■ **Given problem**
Without the pictures, give the entries below again exactly as written.

■ **Records to process**
• • •

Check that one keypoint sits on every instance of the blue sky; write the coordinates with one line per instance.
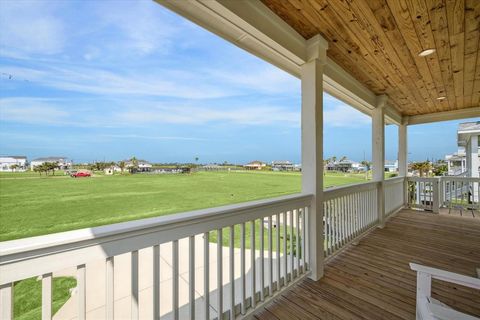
(96, 80)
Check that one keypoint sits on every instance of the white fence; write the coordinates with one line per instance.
(277, 263)
(271, 235)
(348, 213)
(394, 190)
(431, 194)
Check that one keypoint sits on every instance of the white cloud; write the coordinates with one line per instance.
(22, 110)
(133, 113)
(342, 115)
(30, 27)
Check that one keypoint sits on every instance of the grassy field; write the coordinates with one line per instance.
(28, 297)
(31, 205)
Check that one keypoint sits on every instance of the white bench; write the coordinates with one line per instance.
(429, 308)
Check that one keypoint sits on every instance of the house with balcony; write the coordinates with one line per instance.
(383, 249)
(466, 161)
(13, 163)
(63, 162)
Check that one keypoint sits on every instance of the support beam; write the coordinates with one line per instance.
(378, 153)
(403, 158)
(312, 147)
(444, 116)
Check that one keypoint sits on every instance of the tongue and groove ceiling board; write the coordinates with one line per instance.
(378, 42)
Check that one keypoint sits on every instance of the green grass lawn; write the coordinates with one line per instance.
(28, 297)
(31, 205)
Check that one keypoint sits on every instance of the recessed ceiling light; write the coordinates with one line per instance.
(426, 52)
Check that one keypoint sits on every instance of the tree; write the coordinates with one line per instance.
(440, 168)
(122, 165)
(134, 165)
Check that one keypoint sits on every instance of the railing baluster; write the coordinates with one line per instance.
(253, 268)
(6, 301)
(191, 276)
(292, 244)
(297, 241)
(175, 274)
(47, 296)
(232, 272)
(277, 217)
(156, 282)
(220, 273)
(242, 265)
(270, 257)
(109, 288)
(262, 261)
(285, 249)
(134, 283)
(206, 274)
(81, 293)
(303, 239)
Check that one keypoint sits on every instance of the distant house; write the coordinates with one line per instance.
(142, 165)
(255, 165)
(62, 162)
(13, 163)
(111, 170)
(344, 165)
(391, 166)
(282, 165)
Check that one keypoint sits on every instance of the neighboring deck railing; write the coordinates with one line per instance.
(431, 194)
(280, 227)
(287, 228)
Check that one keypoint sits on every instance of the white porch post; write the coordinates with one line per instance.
(474, 163)
(312, 147)
(378, 153)
(403, 158)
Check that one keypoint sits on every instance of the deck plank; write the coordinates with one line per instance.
(372, 280)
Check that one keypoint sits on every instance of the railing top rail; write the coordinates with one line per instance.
(393, 180)
(449, 178)
(335, 192)
(124, 229)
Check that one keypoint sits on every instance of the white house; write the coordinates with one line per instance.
(142, 165)
(19, 163)
(282, 165)
(391, 166)
(255, 165)
(465, 161)
(62, 162)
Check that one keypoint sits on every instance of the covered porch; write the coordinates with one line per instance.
(337, 253)
(373, 280)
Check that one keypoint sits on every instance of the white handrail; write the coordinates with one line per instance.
(24, 258)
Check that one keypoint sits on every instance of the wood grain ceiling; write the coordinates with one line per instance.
(378, 42)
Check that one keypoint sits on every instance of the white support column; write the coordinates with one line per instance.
(474, 163)
(403, 158)
(312, 147)
(378, 153)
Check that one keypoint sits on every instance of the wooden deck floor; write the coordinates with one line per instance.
(373, 281)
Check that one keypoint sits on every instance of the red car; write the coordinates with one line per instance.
(81, 174)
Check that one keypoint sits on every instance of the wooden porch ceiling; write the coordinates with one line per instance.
(373, 280)
(378, 42)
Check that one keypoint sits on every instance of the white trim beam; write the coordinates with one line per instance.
(444, 116)
(252, 26)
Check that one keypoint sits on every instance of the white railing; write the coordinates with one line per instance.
(262, 272)
(394, 189)
(422, 193)
(447, 192)
(349, 212)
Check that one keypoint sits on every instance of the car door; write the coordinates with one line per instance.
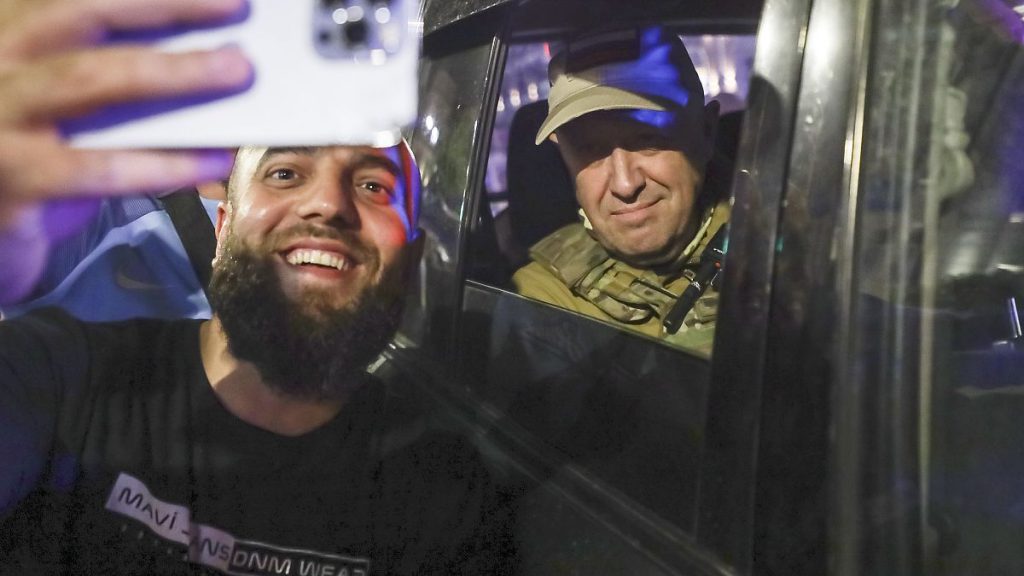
(604, 439)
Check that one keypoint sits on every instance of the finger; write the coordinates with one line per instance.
(40, 167)
(75, 84)
(31, 28)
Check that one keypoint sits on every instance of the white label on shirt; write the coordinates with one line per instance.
(218, 549)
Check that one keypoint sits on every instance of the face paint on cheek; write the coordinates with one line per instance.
(406, 201)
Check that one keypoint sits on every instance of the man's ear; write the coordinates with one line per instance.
(712, 113)
(220, 228)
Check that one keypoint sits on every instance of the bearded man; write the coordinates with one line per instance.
(255, 442)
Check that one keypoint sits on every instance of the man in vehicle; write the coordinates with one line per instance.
(253, 443)
(628, 113)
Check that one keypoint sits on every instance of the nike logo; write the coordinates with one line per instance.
(128, 283)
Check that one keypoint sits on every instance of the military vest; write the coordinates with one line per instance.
(626, 293)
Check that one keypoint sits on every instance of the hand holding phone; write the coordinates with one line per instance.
(326, 72)
(51, 70)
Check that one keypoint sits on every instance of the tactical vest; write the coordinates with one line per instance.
(626, 293)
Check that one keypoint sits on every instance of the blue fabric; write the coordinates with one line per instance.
(129, 262)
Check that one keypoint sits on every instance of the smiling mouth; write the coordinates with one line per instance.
(320, 258)
(633, 208)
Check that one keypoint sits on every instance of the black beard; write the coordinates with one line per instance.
(303, 350)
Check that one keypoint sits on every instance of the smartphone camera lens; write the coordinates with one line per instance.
(356, 32)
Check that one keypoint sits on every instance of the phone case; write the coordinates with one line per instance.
(341, 72)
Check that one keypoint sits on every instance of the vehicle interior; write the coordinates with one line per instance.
(595, 434)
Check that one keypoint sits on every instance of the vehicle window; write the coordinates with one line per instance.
(940, 288)
(529, 194)
(588, 409)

• • •

■ **Response for this exercise**
Check that one keypoint sits on every instance of the blue sky; write the coordinates with one line per instance.
(96, 80)
Check that one keypoint sits on every instance of the white fence; write the coordinates with one line per instance.
(277, 263)
(271, 235)
(348, 213)
(394, 190)
(431, 194)
Check that one keypoint sits on every instance of the white cloud; write the coordinates with one line per instance.
(22, 110)
(133, 113)
(342, 115)
(30, 27)
Check that one keypoint sits on every instance of the grassy field; write the coordinates with one line per instance.
(28, 297)
(31, 205)
Check that one keypoint sits on every instance of the white bench; write the coordinates with one line per instance.
(429, 308)
Check that one keypoint sits on every instance of the house with balcony; write the coordinates with one line per instance.
(383, 249)
(466, 161)
(13, 163)
(63, 162)
Check that one keypoint sits on every instance of the support beam; write the coordinates with one line per instance.
(378, 153)
(403, 158)
(312, 147)
(444, 116)
Check that one keypoint sits on every instance of the tongue and groove ceiling board; write the coordinates with one line per instance.
(378, 42)
Check that one keypoint sits on every instance of the green grass lawn; write the coordinates with one line per instance.
(28, 297)
(31, 205)
Check that one keypoint sits on every instance of the recessed ceiling light; write the coordinates with one line per instance.
(426, 52)
Check that one keypoint sits on every instance of the tree; write the coordinates with one line per instance.
(440, 168)
(122, 165)
(134, 165)
Check that one keypoint sits on every instance of the railing baluster; write the coordinates with one line per instance.
(253, 268)
(6, 301)
(191, 276)
(292, 244)
(297, 241)
(175, 274)
(47, 296)
(232, 272)
(277, 217)
(156, 282)
(220, 273)
(242, 265)
(270, 257)
(109, 288)
(262, 261)
(285, 249)
(134, 283)
(206, 274)
(81, 293)
(303, 239)
Check that one keypoint sits on every instance of the distant house; write the coordinates with one line per instance.
(142, 165)
(255, 165)
(62, 162)
(13, 163)
(111, 170)
(344, 165)
(391, 166)
(282, 165)
Check that one keypoint sits on every instance of the neighboring deck railing; write the coordinates with one line per instance.
(431, 194)
(280, 227)
(287, 228)
Check that one keypoint sits on every instance of the white porch post; write the coordinates with one line per instance.
(474, 163)
(312, 147)
(378, 153)
(403, 158)
Check that one keypoint sits on every instance of the deck plank; write the coordinates with one line per instance.
(372, 280)
Check that one keypoint sits on every instance of the railing top rail; write the coordinates with one line per instance.
(393, 180)
(449, 178)
(335, 192)
(124, 229)
Check that one keypoint sits on every instance of the white house; write the coordinates with one line per instance.
(142, 165)
(19, 163)
(282, 165)
(391, 166)
(255, 165)
(465, 161)
(62, 162)
Check that one keypoint sits on every instance of the covered porch; write the coordinates with one line per instance.
(337, 253)
(373, 280)
Check that one keypoint sits on every instance of the white handrail; write the coordinates with one line per instance.
(24, 258)
Check that one keypoint sits on every instance of the wood grain ceiling; write the coordinates with one line per instance.
(378, 42)
Check that one keypoint sits on every instance of the white support column; write the coordinates with one line per instance.
(474, 163)
(403, 158)
(312, 147)
(378, 153)
Check that one keypoint sits on every instance of the wooden deck floor; write the coordinates with one line per instance.
(373, 281)
Check that one keypoint sits on every instance of the red car; write the coordinates with one line per instance.
(81, 174)
Check that one keypoint sits on every instance of the wooden porch ceiling; write the coordinates with one line per instance.
(373, 280)
(378, 42)
Check that one keypoint sits on every instance of the white trim beam; write the coordinates with one line per instance.
(444, 116)
(252, 26)
Check that one keypoint sits on every instance of the white railing; write the coordinates with one line per instance.
(262, 272)
(394, 189)
(422, 193)
(447, 192)
(349, 212)
Check that one keypoint sits on every instance of the car door; write the coordinates with one line per instance.
(604, 439)
Check that one keypoint sits on every instance of the finger; write the coordinates with one line per instance.
(40, 167)
(75, 84)
(31, 28)
Check that one keypoint sits on every instance of the white label on shirt; write the coordinates with one line per instance.
(218, 549)
Check that one keypoint sits on every instance of the face paint on cheek; write the coordinates with one line per instance.
(406, 201)
Check that one keypoint sits on every instance of the man's ear; write the coordinates with one line per instance.
(712, 113)
(220, 228)
Check that one keypoint sits on every instance of the bearded man; write the coordinates with one line per instance.
(255, 442)
Check that one keypoint sits on every instance of the man in vehicle; write the coordinates with one line per instance.
(253, 443)
(628, 113)
Check that one keypoint sits on every instance of the nike logo; write the coordinates with one line per instance.
(128, 283)
Check that one keypoint sits on every instance of the military vest; write the coordinates with one line per instance.
(626, 293)
Check that one keypoint sits on every instance of the hand holding phone; write the coordinates with one line per instance.
(326, 72)
(51, 70)
Check that one keypoint sits on every instance of the tactical vest; write the coordinates with one line per instance.
(626, 293)
Check that one keypoint sits on every instance of the blue fabric; write the coordinates with one line per instance.
(129, 262)
Check that one keypoint sits on every instance of the smiling mouth; write the coordinates with one line per instance.
(320, 258)
(633, 208)
Check that one keypoint sits on every instance of the black beard; write the coordinates with one line per instance.
(303, 350)
Check that one keypoint sits on every instance of the smartphone camera lens; write the coordinates with one line per instance.
(356, 32)
Check that one keypoint sits on every instance of the phone case; write the coordinates with one line per instance.
(341, 72)
Check that one keypoint sits on every instance of the vehicle interior; write the coordinates with one line per instance.
(595, 434)
Check that one keypoint sits on every instance of the vehicle window; write the coordinates with one line per instance.
(940, 288)
(529, 194)
(588, 409)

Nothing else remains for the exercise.